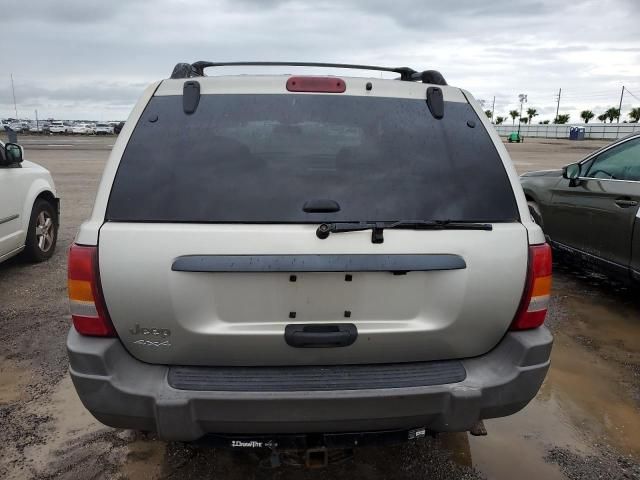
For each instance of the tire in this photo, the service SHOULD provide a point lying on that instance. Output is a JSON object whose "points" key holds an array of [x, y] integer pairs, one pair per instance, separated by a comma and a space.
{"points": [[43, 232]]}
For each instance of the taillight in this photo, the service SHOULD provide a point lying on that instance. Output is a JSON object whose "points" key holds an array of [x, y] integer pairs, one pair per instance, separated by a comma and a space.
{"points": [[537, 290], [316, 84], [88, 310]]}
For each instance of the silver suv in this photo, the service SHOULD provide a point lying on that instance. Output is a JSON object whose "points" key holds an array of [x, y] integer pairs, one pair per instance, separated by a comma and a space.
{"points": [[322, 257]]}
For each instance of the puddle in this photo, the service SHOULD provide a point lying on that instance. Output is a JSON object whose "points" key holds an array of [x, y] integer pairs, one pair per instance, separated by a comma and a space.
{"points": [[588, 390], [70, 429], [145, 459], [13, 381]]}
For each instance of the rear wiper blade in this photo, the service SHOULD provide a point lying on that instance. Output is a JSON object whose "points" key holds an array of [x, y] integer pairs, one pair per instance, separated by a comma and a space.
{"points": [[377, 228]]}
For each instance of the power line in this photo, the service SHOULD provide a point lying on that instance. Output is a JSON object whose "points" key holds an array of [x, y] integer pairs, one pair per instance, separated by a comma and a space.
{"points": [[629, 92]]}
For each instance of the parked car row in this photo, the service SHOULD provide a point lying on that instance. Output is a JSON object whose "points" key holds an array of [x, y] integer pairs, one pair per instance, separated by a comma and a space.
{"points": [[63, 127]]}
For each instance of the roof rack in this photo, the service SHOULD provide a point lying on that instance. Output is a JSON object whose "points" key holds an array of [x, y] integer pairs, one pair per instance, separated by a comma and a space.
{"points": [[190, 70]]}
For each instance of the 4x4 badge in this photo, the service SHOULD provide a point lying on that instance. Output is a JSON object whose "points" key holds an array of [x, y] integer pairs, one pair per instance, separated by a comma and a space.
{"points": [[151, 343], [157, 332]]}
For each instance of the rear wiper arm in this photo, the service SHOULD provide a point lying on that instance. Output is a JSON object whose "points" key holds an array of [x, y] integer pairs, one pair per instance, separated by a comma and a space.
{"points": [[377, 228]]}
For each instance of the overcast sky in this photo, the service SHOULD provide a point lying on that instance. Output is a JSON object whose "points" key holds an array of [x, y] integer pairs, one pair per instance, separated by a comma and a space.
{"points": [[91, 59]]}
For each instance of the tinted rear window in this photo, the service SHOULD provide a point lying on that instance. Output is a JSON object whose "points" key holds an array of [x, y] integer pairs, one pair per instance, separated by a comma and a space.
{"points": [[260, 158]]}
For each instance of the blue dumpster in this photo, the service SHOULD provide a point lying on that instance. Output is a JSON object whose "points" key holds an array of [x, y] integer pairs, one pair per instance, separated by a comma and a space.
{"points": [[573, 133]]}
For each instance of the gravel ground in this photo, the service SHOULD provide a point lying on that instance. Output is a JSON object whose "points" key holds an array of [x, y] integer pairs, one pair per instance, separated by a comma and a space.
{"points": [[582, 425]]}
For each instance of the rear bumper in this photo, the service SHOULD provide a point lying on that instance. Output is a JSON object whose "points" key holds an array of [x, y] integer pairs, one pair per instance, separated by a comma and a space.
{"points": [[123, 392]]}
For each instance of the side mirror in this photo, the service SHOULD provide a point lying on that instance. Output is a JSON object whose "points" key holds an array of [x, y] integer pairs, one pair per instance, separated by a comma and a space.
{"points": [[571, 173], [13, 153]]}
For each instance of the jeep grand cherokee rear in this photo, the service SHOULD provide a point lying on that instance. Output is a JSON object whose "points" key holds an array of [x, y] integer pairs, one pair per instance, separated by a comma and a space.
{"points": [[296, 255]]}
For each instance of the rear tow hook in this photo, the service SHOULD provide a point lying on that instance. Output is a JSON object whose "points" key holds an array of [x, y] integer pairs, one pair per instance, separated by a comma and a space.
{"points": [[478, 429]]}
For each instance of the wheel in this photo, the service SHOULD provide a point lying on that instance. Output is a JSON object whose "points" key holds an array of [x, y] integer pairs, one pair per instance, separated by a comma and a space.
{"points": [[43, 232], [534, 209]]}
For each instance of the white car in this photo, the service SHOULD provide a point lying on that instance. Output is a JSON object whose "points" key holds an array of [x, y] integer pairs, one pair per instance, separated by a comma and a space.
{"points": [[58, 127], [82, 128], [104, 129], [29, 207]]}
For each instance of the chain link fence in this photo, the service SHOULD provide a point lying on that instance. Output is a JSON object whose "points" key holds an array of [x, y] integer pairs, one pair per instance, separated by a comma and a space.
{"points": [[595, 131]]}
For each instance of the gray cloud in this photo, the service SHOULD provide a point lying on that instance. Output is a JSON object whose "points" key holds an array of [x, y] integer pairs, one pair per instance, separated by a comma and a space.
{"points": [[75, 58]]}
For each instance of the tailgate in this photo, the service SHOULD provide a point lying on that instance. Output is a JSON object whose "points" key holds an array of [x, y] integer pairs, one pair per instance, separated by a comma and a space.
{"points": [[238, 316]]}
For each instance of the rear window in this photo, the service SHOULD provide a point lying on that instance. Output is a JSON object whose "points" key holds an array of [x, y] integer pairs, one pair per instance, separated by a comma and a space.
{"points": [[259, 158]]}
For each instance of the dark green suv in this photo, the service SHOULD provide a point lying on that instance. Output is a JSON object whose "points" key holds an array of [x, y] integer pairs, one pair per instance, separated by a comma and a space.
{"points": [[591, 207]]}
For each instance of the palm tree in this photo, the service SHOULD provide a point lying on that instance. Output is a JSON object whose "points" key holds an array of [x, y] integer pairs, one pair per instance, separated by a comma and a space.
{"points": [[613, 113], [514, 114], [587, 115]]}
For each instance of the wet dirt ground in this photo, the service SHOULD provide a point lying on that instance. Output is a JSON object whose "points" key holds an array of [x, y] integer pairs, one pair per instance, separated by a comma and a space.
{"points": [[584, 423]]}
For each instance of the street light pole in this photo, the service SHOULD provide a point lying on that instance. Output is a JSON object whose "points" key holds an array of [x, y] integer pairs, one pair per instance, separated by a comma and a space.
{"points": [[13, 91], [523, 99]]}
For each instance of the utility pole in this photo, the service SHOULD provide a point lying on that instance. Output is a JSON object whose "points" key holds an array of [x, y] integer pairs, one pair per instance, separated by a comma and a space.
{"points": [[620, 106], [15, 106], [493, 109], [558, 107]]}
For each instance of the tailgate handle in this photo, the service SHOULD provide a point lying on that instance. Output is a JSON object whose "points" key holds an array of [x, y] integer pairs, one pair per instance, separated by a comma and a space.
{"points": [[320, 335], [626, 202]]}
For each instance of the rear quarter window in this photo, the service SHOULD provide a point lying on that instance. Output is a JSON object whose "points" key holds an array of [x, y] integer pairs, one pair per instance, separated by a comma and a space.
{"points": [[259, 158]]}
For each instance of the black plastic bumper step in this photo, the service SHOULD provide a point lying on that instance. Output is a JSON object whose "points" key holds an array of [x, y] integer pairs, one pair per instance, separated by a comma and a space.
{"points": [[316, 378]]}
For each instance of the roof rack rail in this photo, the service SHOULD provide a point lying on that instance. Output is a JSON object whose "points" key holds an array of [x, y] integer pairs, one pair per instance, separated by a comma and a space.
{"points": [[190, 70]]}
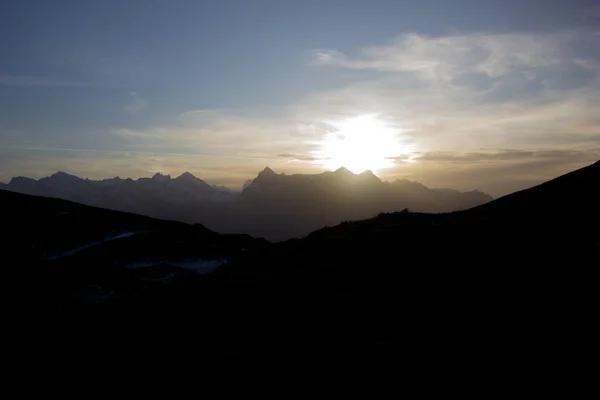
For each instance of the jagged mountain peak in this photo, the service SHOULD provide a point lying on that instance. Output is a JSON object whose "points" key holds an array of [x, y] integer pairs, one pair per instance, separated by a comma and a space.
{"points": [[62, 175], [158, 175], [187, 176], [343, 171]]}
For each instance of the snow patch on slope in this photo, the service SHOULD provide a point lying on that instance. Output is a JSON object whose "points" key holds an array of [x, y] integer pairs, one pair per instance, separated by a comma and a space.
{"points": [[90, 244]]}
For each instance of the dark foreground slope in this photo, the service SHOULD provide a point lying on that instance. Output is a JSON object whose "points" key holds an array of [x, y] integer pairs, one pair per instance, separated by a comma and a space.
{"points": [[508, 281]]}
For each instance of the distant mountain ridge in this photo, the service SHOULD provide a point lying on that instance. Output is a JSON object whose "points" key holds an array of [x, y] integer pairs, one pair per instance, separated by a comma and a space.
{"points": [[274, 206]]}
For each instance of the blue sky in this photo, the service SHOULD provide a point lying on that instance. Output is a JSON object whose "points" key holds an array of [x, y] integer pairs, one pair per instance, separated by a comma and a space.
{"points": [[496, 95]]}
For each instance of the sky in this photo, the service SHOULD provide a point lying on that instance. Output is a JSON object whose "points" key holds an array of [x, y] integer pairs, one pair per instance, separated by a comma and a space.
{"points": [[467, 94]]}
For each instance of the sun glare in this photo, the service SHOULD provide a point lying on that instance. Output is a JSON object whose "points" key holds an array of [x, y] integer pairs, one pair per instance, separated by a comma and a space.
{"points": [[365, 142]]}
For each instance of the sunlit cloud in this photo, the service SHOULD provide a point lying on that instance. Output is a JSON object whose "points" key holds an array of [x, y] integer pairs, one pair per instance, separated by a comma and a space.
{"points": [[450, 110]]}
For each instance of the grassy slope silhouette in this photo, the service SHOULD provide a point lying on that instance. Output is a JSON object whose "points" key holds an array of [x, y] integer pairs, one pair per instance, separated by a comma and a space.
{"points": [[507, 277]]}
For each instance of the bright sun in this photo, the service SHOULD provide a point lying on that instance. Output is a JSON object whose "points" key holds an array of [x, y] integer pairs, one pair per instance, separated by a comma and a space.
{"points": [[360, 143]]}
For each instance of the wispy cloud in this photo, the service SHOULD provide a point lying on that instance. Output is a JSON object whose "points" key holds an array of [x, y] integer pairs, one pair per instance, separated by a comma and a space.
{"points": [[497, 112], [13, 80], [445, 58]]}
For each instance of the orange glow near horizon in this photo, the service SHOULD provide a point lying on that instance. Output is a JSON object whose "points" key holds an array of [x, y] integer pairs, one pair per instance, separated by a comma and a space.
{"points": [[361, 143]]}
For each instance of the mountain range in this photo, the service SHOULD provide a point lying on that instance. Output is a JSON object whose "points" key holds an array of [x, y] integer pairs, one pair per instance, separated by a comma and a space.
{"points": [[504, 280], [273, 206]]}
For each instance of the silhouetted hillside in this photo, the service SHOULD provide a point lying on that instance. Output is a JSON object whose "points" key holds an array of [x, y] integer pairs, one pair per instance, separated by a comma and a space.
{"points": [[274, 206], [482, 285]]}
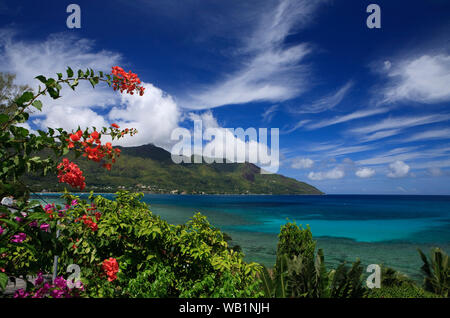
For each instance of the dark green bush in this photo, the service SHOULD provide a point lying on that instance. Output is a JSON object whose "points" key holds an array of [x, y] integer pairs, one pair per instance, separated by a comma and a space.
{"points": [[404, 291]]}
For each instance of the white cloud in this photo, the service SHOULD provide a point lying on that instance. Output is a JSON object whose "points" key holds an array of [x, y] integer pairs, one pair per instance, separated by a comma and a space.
++++++++++++++++++++
_EXERCISE INSTRUCTIONS:_
Reproduce word for word the lines of the records starting at the line that contains "For each instance of the dark green bush" and ending at the last line of the records.

_TASK ANSWER:_
For each instance of the dark green bush in this photo, the service SHOULD provide a point lying on that instance. Output is a JSON object whose "points" key holds an array of [x, y] integer pairs, one pair per instance, separated by a comma and a space.
{"points": [[404, 291]]}
For each instance of the white cloud in this photo, the service SHOULD provide a point lying on that instance. Output is a JSON object whose "points" key holds an array of [x, y] integer pairs, one pair per instance, separated by a comma and a space.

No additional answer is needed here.